**EXERCISE PROMPT**.
Which lines run from the one containing "van, as pixel coordinates." to the end of the entries below? Reproduce them exactly, both ends included.

[Saved entries]
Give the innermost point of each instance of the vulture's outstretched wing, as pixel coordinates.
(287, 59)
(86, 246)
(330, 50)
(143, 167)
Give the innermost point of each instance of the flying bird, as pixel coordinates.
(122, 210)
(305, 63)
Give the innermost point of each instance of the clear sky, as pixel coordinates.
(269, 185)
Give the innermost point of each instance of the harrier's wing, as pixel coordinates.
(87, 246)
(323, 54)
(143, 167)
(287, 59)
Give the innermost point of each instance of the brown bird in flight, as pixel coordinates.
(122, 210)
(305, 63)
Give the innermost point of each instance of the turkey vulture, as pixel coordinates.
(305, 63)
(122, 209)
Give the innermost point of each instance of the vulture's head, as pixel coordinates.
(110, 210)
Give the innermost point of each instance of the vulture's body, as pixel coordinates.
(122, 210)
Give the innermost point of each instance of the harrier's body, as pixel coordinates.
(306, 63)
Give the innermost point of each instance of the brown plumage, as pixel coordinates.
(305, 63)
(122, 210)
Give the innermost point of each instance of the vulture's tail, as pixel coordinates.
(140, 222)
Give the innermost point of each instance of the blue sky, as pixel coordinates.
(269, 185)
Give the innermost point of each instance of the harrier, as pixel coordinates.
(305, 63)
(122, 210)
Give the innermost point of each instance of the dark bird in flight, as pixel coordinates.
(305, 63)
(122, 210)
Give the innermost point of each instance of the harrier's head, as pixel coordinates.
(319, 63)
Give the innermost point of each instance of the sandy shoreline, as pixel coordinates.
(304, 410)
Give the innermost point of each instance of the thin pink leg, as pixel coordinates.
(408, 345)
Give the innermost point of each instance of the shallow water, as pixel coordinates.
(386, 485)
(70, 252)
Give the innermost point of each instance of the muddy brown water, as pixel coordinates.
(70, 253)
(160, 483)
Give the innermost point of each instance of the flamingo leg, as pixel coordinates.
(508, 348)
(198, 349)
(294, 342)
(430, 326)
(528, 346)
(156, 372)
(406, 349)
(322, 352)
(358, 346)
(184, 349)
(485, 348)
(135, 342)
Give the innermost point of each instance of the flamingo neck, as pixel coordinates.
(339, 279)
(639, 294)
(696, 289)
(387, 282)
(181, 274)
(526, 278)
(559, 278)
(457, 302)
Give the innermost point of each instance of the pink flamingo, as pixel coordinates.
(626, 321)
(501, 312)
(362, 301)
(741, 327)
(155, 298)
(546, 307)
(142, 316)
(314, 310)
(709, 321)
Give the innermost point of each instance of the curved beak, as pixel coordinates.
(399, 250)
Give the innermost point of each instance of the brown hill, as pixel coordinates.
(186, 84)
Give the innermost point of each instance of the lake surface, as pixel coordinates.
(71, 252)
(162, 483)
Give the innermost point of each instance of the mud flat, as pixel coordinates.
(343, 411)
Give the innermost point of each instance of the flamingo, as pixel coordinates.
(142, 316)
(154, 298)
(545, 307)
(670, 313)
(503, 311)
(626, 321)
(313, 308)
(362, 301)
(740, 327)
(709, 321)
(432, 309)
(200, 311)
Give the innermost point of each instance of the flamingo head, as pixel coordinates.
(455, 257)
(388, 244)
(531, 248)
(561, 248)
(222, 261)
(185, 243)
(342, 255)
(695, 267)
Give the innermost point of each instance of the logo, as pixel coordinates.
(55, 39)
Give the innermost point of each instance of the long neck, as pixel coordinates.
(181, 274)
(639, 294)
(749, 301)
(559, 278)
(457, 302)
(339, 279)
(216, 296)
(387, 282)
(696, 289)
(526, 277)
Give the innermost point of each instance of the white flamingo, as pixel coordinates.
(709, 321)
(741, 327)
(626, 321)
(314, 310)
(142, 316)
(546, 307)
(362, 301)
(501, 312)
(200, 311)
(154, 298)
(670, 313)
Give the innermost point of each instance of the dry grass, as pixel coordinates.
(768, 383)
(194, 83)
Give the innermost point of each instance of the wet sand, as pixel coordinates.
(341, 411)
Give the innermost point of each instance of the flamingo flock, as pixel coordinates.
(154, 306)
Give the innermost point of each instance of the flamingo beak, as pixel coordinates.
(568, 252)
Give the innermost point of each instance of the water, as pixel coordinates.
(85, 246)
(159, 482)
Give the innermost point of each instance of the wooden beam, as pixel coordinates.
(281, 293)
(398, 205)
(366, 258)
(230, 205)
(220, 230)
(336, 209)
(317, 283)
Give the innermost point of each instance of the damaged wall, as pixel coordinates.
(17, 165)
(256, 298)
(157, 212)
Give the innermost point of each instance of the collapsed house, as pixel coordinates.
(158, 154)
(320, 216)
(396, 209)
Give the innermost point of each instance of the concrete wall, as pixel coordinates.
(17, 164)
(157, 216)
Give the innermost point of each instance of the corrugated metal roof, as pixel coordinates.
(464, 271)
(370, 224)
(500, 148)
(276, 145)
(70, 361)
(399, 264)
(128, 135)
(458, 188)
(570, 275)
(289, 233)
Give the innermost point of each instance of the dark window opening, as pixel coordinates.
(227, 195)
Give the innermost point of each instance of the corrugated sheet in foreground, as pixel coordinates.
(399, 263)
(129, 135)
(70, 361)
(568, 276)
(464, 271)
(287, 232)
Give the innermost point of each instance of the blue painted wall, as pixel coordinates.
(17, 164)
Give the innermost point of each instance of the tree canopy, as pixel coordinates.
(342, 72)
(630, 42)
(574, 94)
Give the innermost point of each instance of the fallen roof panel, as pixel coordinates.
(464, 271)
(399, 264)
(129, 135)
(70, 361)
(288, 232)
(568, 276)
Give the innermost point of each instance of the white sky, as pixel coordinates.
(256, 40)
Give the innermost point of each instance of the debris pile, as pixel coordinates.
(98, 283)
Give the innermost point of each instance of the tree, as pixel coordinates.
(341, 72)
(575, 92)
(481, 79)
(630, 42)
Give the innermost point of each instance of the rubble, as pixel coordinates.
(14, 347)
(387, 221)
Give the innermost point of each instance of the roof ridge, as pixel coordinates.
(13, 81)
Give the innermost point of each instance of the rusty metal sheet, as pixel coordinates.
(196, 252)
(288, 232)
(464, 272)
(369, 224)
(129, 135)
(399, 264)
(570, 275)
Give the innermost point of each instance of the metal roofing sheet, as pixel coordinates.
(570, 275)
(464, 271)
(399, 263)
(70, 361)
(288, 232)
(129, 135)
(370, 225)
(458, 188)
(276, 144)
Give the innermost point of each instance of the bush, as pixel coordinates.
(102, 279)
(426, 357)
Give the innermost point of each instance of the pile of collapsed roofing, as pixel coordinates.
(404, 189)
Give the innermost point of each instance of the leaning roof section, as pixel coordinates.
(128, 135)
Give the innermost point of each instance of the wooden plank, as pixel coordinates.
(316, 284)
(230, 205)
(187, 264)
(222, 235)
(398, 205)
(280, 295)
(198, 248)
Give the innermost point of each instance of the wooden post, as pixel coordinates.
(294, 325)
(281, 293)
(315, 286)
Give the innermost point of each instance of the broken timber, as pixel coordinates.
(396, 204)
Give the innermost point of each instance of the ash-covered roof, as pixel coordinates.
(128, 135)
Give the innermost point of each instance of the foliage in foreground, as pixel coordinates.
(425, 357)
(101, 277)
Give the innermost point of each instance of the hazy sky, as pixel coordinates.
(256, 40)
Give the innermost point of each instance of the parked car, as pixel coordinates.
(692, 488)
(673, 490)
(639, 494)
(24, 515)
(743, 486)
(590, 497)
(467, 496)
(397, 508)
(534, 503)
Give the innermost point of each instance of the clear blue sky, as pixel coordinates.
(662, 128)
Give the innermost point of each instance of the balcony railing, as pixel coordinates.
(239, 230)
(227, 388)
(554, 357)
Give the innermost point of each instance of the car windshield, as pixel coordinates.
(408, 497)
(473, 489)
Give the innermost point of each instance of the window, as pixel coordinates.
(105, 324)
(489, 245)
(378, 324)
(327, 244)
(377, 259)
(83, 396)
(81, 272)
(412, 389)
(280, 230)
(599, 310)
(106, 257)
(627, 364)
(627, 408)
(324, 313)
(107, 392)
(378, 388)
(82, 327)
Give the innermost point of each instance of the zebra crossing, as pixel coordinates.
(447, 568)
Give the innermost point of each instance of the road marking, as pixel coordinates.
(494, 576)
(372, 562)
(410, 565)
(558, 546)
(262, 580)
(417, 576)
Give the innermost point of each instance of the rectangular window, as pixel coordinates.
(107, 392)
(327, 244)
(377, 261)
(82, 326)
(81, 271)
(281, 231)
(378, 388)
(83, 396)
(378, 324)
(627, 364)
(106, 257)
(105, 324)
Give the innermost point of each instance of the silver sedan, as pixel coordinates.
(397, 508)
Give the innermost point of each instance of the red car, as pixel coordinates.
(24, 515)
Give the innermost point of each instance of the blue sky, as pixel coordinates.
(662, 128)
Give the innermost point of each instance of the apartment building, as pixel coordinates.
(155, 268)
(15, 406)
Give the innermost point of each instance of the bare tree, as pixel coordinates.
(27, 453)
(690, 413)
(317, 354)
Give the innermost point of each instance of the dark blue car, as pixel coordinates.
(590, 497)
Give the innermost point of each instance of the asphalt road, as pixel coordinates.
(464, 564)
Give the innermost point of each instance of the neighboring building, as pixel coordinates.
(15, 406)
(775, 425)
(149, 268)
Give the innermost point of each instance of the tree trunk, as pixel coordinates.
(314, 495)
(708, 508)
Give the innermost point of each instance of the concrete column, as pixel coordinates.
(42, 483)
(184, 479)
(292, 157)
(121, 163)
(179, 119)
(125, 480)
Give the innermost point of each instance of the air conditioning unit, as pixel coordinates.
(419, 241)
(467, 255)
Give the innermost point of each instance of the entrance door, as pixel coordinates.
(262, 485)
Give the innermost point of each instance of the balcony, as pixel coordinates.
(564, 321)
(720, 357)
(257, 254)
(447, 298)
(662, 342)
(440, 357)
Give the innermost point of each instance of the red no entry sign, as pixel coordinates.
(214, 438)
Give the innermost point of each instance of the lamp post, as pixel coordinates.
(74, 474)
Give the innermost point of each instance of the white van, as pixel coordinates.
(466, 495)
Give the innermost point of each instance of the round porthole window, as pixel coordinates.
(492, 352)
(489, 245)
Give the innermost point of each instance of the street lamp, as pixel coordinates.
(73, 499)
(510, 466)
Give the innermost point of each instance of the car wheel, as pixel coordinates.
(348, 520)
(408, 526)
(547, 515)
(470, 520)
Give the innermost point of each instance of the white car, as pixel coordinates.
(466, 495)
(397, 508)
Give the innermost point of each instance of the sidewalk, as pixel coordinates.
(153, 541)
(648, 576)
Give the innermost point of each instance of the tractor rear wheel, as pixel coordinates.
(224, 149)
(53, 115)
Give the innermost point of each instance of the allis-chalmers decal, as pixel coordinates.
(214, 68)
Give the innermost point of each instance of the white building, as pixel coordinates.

**RESULT OF THIS TASK**.
Give the innermost point of each instance of the white van, as pixel coordinates.
(466, 495)
Give the innermost point of each instance of the round porthole window, as pixel coordinates.
(492, 352)
(489, 245)
Give the innermost point of each instance of the street lamp, as pixel coordinates.
(73, 499)
(510, 466)
Give the innermost point of each instance of the car wheel, as pixel coordinates.
(348, 520)
(408, 526)
(547, 515)
(470, 520)
Give the innermost point of each instance of the white car, as pixel coordinates.
(466, 495)
(397, 508)
Give the innermost point of each instance of the sidewalk, as pixel coordinates.
(153, 541)
(648, 576)
Give the innermost point of each instance of the tractor rear wheel, as pixel coordinates.
(224, 149)
(53, 115)
Give the innermost point of each instance of the allis-chalmers decal, as pixel coordinates.
(214, 68)
Give the innermost point of each instance of the white building, as pixel coordinates.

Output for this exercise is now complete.